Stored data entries
----

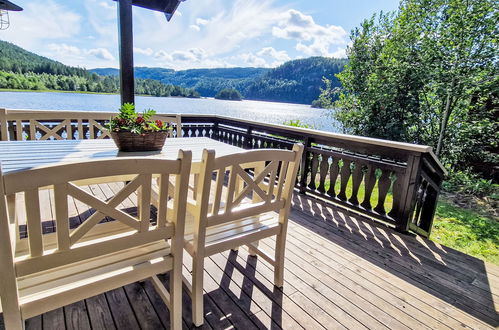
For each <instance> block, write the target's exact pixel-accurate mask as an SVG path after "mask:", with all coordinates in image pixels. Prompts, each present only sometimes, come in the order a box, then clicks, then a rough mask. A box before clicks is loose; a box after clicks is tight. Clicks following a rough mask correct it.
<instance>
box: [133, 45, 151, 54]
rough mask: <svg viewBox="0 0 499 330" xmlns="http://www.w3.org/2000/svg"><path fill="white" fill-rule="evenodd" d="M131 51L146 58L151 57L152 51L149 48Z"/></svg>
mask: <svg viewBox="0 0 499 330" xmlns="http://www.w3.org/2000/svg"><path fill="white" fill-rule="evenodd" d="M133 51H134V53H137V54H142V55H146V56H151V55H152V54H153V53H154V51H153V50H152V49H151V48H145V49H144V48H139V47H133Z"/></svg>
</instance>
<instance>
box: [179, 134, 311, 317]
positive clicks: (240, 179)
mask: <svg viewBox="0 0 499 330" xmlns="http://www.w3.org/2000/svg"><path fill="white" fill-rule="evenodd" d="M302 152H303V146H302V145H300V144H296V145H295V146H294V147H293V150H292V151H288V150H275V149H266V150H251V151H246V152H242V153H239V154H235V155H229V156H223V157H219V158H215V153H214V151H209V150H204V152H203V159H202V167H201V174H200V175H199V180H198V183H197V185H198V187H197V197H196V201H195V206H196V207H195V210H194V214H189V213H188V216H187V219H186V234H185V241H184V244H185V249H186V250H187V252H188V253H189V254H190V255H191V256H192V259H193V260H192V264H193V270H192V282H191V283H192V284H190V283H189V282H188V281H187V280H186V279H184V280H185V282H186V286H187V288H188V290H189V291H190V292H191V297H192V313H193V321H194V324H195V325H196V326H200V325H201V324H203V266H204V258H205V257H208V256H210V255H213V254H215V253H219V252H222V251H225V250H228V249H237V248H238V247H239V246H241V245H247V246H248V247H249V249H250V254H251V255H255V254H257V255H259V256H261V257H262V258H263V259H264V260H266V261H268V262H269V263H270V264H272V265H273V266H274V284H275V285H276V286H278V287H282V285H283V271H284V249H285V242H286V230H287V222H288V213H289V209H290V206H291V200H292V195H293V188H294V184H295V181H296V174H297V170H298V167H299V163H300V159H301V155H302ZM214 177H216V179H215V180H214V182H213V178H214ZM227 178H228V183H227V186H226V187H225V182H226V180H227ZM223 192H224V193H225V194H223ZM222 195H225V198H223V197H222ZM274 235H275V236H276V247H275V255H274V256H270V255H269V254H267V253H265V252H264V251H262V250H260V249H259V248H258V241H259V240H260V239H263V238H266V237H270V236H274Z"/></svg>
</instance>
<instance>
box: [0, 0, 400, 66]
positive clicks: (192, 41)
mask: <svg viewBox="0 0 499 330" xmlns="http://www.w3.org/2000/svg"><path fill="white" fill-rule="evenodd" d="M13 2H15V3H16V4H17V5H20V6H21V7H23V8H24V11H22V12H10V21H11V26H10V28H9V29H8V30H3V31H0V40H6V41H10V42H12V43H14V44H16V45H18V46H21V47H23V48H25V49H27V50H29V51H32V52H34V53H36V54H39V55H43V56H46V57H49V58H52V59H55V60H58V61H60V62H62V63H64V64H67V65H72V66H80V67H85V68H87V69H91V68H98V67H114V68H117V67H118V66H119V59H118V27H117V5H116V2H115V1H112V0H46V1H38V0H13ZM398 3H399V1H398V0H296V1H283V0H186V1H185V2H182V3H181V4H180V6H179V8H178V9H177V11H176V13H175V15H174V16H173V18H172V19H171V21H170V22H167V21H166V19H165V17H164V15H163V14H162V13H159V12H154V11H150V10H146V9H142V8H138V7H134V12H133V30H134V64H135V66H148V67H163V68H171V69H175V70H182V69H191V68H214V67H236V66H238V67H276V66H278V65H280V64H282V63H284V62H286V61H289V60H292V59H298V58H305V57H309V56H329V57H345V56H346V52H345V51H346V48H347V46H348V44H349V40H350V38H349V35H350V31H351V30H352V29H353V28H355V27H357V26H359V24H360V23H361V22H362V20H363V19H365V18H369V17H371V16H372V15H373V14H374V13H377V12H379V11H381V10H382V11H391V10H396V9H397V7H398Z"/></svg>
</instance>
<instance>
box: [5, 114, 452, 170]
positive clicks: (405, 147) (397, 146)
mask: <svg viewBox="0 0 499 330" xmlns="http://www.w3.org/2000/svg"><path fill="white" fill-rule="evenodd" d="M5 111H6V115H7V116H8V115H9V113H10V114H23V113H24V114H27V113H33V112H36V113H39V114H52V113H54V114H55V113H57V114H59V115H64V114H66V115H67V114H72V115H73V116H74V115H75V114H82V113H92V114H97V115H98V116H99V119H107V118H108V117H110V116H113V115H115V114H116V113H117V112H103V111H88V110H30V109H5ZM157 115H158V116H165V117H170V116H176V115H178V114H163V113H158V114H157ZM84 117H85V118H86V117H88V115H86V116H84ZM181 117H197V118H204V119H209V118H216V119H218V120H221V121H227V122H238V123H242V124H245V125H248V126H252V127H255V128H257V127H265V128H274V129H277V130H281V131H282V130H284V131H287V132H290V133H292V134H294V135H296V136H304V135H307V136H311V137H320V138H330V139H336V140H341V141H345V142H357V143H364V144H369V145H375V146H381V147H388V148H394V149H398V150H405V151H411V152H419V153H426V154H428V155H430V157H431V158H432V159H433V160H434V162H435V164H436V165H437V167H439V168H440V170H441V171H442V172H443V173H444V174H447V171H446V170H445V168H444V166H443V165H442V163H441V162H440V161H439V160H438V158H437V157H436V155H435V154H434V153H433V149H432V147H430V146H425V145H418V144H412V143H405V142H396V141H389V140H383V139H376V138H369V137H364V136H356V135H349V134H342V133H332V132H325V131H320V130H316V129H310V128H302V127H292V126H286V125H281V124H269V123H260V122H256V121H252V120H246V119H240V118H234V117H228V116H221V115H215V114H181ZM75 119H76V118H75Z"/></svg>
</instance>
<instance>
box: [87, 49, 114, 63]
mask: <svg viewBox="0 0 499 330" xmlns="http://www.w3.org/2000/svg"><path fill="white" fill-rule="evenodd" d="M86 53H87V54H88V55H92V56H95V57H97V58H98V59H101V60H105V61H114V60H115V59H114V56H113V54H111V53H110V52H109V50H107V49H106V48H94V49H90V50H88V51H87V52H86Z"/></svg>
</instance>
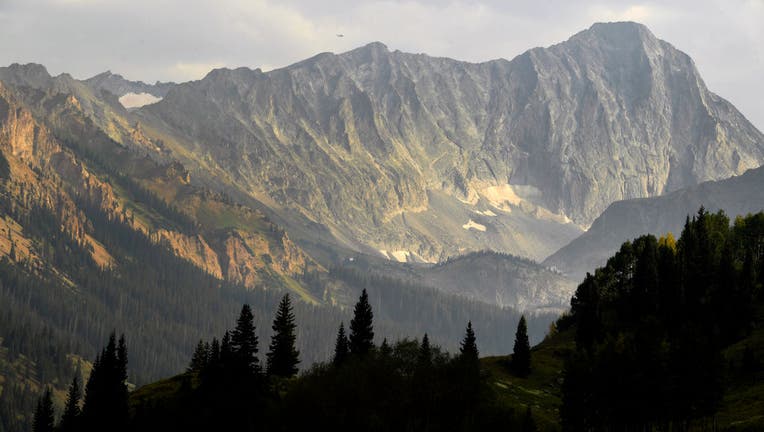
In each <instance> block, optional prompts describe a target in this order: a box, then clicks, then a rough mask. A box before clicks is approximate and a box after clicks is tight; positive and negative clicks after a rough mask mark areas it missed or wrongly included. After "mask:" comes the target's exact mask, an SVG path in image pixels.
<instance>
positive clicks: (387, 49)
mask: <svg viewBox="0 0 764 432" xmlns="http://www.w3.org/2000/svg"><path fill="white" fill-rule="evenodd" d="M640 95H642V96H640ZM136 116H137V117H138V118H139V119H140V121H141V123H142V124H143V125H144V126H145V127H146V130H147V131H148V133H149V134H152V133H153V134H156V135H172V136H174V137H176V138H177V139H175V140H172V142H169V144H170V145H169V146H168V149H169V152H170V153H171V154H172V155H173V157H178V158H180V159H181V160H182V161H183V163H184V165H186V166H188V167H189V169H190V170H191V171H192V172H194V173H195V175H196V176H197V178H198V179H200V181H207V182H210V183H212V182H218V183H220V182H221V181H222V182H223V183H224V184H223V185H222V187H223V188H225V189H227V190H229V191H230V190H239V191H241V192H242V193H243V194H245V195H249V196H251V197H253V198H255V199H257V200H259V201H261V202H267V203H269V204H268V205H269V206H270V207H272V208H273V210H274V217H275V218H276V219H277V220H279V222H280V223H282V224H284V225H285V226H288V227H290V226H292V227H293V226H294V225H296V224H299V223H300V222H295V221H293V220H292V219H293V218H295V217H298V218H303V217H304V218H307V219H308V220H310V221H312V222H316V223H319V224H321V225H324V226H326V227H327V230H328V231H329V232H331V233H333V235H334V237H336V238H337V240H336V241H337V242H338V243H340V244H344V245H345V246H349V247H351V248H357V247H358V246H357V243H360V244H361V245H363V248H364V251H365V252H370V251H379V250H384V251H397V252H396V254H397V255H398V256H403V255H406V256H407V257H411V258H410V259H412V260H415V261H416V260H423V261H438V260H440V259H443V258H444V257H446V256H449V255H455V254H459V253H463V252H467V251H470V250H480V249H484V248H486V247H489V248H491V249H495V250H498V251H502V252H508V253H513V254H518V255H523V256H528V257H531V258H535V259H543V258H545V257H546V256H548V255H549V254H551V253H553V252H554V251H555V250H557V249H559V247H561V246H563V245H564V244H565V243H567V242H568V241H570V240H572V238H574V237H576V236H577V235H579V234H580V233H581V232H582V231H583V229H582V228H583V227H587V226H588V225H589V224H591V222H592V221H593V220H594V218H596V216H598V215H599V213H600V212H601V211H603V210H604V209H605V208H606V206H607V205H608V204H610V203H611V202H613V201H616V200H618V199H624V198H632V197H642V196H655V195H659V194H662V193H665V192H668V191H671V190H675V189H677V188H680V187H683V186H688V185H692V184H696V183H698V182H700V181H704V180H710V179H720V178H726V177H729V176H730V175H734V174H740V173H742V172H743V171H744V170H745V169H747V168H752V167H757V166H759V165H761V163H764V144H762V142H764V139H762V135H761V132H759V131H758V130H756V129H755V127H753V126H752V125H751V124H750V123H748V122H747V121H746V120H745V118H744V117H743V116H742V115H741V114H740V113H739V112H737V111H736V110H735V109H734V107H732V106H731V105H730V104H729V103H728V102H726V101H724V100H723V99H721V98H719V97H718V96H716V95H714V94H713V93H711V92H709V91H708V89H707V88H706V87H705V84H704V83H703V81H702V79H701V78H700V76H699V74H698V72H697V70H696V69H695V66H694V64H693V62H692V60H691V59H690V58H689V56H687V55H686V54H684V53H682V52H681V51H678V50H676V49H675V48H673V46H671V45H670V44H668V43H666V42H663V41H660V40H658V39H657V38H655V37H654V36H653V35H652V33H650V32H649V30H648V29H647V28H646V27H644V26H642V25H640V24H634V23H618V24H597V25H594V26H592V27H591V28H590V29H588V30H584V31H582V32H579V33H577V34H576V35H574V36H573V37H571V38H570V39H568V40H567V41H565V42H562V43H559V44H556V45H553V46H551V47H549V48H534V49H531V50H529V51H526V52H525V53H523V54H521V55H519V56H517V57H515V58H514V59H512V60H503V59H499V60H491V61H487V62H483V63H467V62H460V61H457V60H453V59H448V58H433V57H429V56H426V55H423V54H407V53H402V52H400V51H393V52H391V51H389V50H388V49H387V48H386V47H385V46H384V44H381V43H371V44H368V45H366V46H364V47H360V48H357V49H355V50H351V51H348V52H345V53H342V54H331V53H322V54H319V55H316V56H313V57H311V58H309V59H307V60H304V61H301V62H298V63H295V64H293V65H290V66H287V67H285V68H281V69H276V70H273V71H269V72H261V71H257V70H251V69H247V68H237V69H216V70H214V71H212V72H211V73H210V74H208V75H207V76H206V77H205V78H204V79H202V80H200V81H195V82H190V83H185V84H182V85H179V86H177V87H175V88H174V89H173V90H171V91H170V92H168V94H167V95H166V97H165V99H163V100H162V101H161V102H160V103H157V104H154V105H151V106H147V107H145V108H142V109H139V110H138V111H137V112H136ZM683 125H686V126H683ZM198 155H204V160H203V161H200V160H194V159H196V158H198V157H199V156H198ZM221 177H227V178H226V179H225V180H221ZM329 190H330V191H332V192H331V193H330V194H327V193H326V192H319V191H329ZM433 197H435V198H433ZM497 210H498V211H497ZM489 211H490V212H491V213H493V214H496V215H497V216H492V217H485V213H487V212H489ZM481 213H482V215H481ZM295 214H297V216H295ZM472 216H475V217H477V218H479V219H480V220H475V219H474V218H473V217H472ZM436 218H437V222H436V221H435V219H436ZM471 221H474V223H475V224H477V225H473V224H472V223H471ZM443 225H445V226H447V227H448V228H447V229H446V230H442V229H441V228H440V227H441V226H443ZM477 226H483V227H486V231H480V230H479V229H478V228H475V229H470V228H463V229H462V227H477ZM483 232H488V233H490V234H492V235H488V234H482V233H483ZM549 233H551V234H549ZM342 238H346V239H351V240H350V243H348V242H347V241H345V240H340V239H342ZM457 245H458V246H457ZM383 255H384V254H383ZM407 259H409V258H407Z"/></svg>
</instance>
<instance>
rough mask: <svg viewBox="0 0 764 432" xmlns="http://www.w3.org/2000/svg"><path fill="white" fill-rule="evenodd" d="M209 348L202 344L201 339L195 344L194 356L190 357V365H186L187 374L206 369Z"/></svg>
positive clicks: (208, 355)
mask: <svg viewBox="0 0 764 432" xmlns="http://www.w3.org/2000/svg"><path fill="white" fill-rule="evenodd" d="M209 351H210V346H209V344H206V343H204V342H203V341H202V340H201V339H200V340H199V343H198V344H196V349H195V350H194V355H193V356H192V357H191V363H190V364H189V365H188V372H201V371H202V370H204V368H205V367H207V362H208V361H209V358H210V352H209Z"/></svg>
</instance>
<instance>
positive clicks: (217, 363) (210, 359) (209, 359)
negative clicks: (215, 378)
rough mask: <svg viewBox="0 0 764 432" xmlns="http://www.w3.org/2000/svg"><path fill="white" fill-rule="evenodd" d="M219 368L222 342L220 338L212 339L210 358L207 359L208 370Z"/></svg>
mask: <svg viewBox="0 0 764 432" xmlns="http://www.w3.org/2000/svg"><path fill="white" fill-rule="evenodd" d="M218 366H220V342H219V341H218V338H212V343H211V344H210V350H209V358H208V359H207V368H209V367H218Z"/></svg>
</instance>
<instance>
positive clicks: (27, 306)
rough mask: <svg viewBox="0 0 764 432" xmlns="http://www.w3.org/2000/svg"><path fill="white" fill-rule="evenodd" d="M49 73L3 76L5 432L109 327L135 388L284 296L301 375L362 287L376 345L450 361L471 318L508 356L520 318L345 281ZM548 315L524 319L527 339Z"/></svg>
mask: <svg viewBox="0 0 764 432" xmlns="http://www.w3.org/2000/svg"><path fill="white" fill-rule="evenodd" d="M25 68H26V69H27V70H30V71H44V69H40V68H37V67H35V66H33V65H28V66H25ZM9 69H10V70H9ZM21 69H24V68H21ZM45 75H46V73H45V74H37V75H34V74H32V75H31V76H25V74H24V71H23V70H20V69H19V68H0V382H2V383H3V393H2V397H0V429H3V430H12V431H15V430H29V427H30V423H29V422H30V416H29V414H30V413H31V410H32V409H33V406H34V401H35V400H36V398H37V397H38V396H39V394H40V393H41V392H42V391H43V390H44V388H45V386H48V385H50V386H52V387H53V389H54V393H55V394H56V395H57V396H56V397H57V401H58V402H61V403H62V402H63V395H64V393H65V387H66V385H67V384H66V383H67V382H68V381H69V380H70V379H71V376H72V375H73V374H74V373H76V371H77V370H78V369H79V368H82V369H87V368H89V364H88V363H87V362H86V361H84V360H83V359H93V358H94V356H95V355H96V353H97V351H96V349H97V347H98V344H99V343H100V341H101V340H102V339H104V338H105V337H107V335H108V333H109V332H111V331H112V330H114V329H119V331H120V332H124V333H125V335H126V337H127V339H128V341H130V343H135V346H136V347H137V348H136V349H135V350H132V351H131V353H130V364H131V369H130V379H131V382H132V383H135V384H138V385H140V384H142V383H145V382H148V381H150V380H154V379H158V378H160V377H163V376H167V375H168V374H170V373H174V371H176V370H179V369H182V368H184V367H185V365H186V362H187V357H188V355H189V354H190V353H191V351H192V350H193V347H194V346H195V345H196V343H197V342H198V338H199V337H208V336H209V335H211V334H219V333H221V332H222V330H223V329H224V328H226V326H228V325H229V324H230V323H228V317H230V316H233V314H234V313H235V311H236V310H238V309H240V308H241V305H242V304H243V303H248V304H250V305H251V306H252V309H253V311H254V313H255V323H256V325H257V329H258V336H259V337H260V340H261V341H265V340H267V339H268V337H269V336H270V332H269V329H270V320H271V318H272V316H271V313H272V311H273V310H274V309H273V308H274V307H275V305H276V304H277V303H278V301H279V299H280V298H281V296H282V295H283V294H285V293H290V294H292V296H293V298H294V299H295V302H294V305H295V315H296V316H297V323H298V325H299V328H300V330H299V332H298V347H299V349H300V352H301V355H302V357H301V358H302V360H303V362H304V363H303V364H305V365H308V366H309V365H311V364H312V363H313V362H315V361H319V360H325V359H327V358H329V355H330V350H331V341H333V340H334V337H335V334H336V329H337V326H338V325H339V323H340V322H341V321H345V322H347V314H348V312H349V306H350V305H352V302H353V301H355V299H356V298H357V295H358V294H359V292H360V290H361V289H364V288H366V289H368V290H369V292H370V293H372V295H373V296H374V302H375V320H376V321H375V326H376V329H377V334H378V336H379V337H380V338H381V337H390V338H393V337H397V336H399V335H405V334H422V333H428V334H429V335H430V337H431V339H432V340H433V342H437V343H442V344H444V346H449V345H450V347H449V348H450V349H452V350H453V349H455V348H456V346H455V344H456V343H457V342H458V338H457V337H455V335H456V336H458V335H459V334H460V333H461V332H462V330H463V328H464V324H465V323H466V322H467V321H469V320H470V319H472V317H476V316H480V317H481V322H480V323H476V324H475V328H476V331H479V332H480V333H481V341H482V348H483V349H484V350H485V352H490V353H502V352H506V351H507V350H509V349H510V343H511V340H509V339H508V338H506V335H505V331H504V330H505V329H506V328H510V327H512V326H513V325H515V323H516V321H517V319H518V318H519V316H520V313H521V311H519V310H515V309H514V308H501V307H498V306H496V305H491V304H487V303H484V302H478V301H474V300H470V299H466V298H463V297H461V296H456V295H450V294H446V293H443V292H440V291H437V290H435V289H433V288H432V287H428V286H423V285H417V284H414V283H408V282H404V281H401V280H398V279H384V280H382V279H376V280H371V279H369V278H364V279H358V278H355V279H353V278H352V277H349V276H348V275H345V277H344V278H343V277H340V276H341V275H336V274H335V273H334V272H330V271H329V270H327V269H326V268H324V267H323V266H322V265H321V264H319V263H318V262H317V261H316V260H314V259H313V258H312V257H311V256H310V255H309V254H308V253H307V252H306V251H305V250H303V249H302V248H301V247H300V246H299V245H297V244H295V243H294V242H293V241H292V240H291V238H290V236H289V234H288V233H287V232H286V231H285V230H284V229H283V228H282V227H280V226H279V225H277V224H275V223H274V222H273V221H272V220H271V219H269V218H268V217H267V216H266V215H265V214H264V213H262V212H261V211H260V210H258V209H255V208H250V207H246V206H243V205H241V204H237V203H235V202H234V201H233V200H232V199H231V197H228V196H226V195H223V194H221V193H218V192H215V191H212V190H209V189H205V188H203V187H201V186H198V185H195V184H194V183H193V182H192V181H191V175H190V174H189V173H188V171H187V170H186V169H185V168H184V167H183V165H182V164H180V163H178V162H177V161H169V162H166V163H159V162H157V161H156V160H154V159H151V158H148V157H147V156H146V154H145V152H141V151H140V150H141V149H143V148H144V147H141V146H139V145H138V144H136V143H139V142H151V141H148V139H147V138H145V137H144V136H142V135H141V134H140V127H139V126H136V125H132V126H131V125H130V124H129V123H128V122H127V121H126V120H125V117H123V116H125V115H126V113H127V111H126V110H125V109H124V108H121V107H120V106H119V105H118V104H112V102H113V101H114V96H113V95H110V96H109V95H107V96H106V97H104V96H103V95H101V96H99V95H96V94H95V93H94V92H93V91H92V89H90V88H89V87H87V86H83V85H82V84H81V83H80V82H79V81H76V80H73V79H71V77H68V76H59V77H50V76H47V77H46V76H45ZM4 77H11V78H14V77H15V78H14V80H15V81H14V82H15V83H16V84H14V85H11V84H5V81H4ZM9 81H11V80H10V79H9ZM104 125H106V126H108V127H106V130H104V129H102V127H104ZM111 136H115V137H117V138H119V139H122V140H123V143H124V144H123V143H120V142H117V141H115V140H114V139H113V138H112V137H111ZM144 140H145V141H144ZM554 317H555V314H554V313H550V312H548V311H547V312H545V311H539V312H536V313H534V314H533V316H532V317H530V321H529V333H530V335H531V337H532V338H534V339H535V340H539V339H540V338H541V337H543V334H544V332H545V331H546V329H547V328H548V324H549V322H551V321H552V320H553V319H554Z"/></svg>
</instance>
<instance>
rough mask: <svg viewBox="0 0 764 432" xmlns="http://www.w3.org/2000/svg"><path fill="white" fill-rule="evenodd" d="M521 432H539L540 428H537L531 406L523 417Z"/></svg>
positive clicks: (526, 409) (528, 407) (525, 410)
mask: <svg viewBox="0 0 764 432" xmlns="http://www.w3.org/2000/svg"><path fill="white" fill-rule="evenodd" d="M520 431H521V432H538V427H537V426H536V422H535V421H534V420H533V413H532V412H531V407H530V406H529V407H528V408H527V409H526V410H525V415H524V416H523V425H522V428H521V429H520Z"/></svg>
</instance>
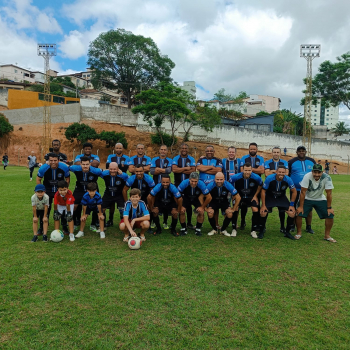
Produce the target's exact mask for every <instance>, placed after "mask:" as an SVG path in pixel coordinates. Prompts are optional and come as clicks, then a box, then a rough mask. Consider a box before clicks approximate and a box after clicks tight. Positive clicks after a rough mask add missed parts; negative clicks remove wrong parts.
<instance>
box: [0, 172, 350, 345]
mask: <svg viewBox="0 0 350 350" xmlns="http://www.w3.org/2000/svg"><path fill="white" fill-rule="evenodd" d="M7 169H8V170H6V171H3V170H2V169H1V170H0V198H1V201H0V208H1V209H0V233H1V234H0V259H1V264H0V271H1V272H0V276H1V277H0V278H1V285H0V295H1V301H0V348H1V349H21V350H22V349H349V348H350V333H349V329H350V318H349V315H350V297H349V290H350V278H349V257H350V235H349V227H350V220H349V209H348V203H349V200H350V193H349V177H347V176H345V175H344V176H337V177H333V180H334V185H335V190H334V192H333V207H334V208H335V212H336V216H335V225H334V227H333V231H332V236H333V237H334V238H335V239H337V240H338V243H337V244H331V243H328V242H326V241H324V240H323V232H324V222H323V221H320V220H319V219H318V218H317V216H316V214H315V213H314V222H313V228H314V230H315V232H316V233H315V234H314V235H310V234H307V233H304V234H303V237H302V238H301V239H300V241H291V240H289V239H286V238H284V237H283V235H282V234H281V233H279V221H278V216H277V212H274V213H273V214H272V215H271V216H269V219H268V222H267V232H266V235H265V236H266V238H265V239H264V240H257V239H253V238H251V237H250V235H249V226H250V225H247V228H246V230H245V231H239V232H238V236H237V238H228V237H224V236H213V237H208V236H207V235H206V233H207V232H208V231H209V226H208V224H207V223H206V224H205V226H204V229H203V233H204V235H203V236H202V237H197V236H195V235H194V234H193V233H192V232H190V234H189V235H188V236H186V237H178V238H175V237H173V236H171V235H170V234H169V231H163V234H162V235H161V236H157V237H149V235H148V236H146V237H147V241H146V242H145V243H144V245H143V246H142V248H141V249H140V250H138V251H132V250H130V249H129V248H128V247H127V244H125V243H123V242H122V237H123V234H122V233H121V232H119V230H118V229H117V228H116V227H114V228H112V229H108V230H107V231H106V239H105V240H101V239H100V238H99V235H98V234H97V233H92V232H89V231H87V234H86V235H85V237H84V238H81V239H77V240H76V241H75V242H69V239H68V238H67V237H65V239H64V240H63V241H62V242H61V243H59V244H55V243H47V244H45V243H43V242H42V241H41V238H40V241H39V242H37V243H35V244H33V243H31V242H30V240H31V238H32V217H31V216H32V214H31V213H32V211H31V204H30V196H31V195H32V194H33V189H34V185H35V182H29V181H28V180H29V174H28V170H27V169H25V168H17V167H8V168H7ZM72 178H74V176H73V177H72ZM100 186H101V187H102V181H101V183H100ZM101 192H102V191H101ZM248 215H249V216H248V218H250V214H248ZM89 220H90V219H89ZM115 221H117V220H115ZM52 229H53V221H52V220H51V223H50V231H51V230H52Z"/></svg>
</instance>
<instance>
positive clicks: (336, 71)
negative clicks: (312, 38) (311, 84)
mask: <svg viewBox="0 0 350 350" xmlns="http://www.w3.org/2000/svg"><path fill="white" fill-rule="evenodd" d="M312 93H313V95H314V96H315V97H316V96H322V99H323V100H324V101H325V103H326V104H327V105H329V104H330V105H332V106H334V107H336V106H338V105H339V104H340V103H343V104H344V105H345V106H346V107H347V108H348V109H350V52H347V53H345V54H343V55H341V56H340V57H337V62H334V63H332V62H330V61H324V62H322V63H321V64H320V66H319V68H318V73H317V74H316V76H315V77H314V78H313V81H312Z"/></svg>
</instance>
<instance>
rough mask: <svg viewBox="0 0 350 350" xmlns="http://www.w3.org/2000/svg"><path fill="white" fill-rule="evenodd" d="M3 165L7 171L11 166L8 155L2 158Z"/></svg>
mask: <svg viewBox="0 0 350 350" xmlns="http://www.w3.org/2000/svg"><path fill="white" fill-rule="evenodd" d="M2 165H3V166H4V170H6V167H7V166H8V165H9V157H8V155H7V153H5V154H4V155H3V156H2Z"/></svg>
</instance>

----

◆ Job item:
Which lines in the records above contain the word "order"? Extract each of them in full.

◆ Task output:
For each <instance> block, write the target's exact pixel-accurate mask as an SVG path after "mask:", with all coordinates in image pixels. Prompts, each present only sometimes, come in the order a box, then clicks, then a rough mask. A box before clicks is loose; a box after clicks is tight. Clicks following a rough mask correct it.
In each <instance> block, optional prompts describe a target in this order: a box, then clicks, then a rough mask. A box before clicks is approximate and a box after clicks is tight; positive and negative clicks after a rough mask mark areas it missed or wrongly included. After "mask:" comes the target's exact mask, an SVG path in image pixels.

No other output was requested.